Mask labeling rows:
== == ==
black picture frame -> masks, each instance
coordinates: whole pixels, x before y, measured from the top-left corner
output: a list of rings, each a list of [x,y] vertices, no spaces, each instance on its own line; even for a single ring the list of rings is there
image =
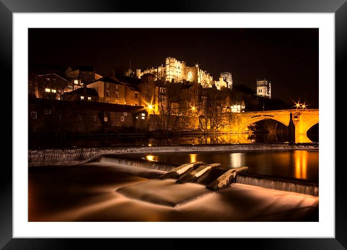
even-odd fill
[[[171,11],[178,12],[333,13],[335,22],[335,83],[345,82],[347,61],[347,0],[176,0]],[[166,5],[121,0],[0,0],[0,62],[3,84],[12,82],[12,14],[30,12],[167,12]],[[336,86],[336,83],[335,83]],[[9,88],[7,88],[8,90]],[[12,91],[11,91],[12,92]],[[11,94],[12,93],[11,93]],[[12,95],[8,95],[11,96]],[[334,105],[335,104],[334,104]],[[12,128],[11,129],[12,130]],[[335,147],[335,145],[332,145]],[[8,148],[12,148],[9,147]],[[14,149],[15,150],[15,149]],[[6,154],[4,152],[4,154]],[[105,244],[129,244],[126,239],[28,239],[12,236],[12,171],[2,166],[0,205],[0,247],[3,249],[61,249],[73,247],[100,248]],[[331,167],[331,166],[326,166]],[[342,167],[340,166],[339,167]],[[242,247],[266,249],[346,249],[347,248],[347,208],[344,202],[346,186],[343,168],[335,168],[335,237],[334,238],[219,239],[218,243],[231,247],[241,241]],[[182,239],[165,243],[157,239],[132,239],[131,248],[149,246],[174,249],[185,245]],[[106,241],[106,242],[104,242]],[[116,242],[115,242],[116,241]],[[164,245],[163,245],[164,244]],[[195,248],[205,246],[205,240],[195,240]]]

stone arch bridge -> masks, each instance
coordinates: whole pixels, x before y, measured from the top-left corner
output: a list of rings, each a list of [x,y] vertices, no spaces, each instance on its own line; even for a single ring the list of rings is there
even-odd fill
[[[248,126],[264,120],[274,120],[286,126],[289,125],[290,113],[295,125],[295,141],[310,142],[307,136],[307,130],[319,122],[319,109],[294,109],[279,110],[258,111],[237,113],[230,121],[233,131],[242,132],[248,130]]]

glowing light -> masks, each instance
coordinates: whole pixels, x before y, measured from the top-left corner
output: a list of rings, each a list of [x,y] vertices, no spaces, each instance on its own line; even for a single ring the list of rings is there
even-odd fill
[[[148,160],[152,161],[155,161],[154,156],[146,156],[146,159],[147,159]]]
[[[195,154],[190,154],[189,157],[190,158],[190,162],[195,162],[196,161],[196,156]]]

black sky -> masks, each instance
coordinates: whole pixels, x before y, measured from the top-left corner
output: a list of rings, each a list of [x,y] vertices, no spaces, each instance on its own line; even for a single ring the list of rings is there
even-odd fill
[[[174,57],[198,62],[215,79],[229,71],[234,84],[253,90],[271,81],[272,96],[318,108],[318,29],[29,29],[29,62],[86,65],[102,75],[146,68]]]

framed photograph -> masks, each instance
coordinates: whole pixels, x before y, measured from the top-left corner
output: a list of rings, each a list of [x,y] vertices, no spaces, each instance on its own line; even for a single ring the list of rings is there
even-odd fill
[[[1,0],[13,160],[0,246],[345,249],[334,148],[345,2],[179,1],[171,12]]]

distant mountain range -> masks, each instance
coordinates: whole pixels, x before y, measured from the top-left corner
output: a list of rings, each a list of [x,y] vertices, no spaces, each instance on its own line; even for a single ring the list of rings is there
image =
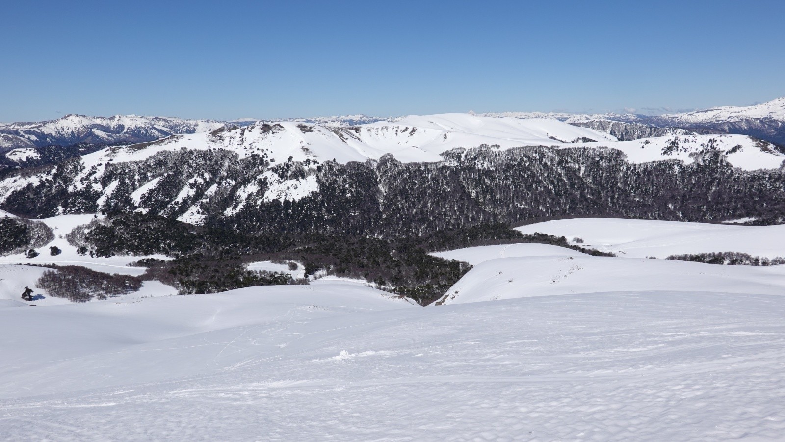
== == ==
Lay out every line of the rows above as a Markdown table with the columns "Line" and "Text," numbering the lines in order and skipping blank ones. Leave the pictures out.

§ **Solution to this problem**
| Line | Text |
|---|---|
| 1 | black picture frame -> masks, each instance |
| 2 | coordinates: whole pixels, x before y, measured from the top-left corner |
| 3 | output: a list of rings, each a list of [x,y] vertices, no spaces, each instance on its own line; even for a single ring the list of rings is there |
| 4 | image = |
| 5 | even-odd fill |
| 6 | [[[171,11],[178,12],[333,13],[335,22],[335,83],[345,82],[347,61],[347,0],[176,0]],[[166,5],[121,0],[0,0],[0,62],[3,84],[12,82],[12,14],[30,12],[167,12]],[[336,86],[336,83],[335,83]],[[9,88],[7,88],[8,90]],[[12,91],[11,91],[12,92]],[[11,94],[12,93],[11,93]],[[12,95],[8,95],[11,96]],[[334,105],[335,104],[334,104]],[[12,128],[11,129],[12,130]],[[335,147],[335,145],[332,145]],[[8,148],[12,148],[9,147]],[[14,149],[15,150],[15,149]],[[6,154],[4,152],[4,154]],[[105,244],[129,244],[126,239],[28,239],[12,236],[12,171],[2,166],[0,205],[0,247],[3,249],[61,249],[73,247],[100,248]],[[331,167],[331,166],[326,166]],[[342,167],[340,166],[339,167]],[[242,247],[266,249],[346,249],[347,248],[347,208],[344,202],[346,186],[343,168],[335,168],[335,237],[334,238],[219,239],[218,243],[231,247],[241,241]],[[182,239],[165,243],[157,239],[132,239],[131,248],[149,246],[174,249],[185,245]],[[106,241],[106,242],[104,242]],[[116,242],[115,242],[116,241]],[[164,245],[163,245],[164,244]],[[195,248],[205,246],[205,240],[195,240]]] |
| 7 | stone arch bridge -> masks, each instance |
| 8 | coordinates: whole pixels, x before y, measured from the top-left corner |
| 9 | output: a list of rings, each a list of [x,y] vertices, no spaces, each instance on its own line; even for a single ring the list of rings is there |
| 10 | even-odd fill |
| 11 | [[[248,126],[264,120],[274,120],[286,126],[289,125],[290,113],[295,125],[295,141],[310,142],[307,136],[307,130],[319,122],[319,109],[294,109],[279,110],[258,111],[237,113],[230,121],[233,131],[242,132],[248,130]]] |
| 12 | glowing light -> masks, each instance |
| 13 | coordinates: whole pixels, x before y, measured from the top-left corner |
| 14 | output: a list of rings, each a list of [x,y] vertices, no spaces, each instance on its own line; even for a single ring the list of rings is there |
| 15 | even-odd fill |
| 16 | [[[148,160],[152,161],[155,161],[154,156],[146,156],[146,159],[147,159]]] |
| 17 | [[[195,154],[190,154],[189,157],[190,158],[190,162],[195,162],[196,161],[196,156]]] |
| 18 | black sky -> masks, each instance |
| 19 | coordinates: whole pixels, x before y, measured from the top-left corner |
| 20 | output: a list of rings, each a list of [x,y] vertices, no spaces, each instance on its own line; even for a single ring the list of rings is there |
| 21 | even-odd fill |
| 22 | [[[174,57],[198,62],[215,79],[229,71],[234,84],[253,90],[271,81],[272,96],[318,108],[318,29],[29,29],[29,62],[86,65],[102,75],[146,68]]] |
| 23 | framed photograph -> masks, each instance |
| 24 | coordinates: whole pixels, x before y, measured from the top-left corner |
| 25 | output: a list of rings, each a list of [x,y] vertices, no spaces, each instance on its own line; even for a single ring the list of rings is there |
| 26 | even-odd fill |
| 27 | [[[1,0],[13,160],[0,246],[345,249],[334,148],[345,2],[179,1],[171,12]]] |
| 28 | distant mountain range -> masks, each instance |
| 29 | coordinates: whole pixels, x before y, measured from the top-left corner |
| 30 | output: a list of rings, each a list of [x,y] vertices, no spaces, each instance on its own line; even for a single ring the list of rings is there |
| 31 | image = |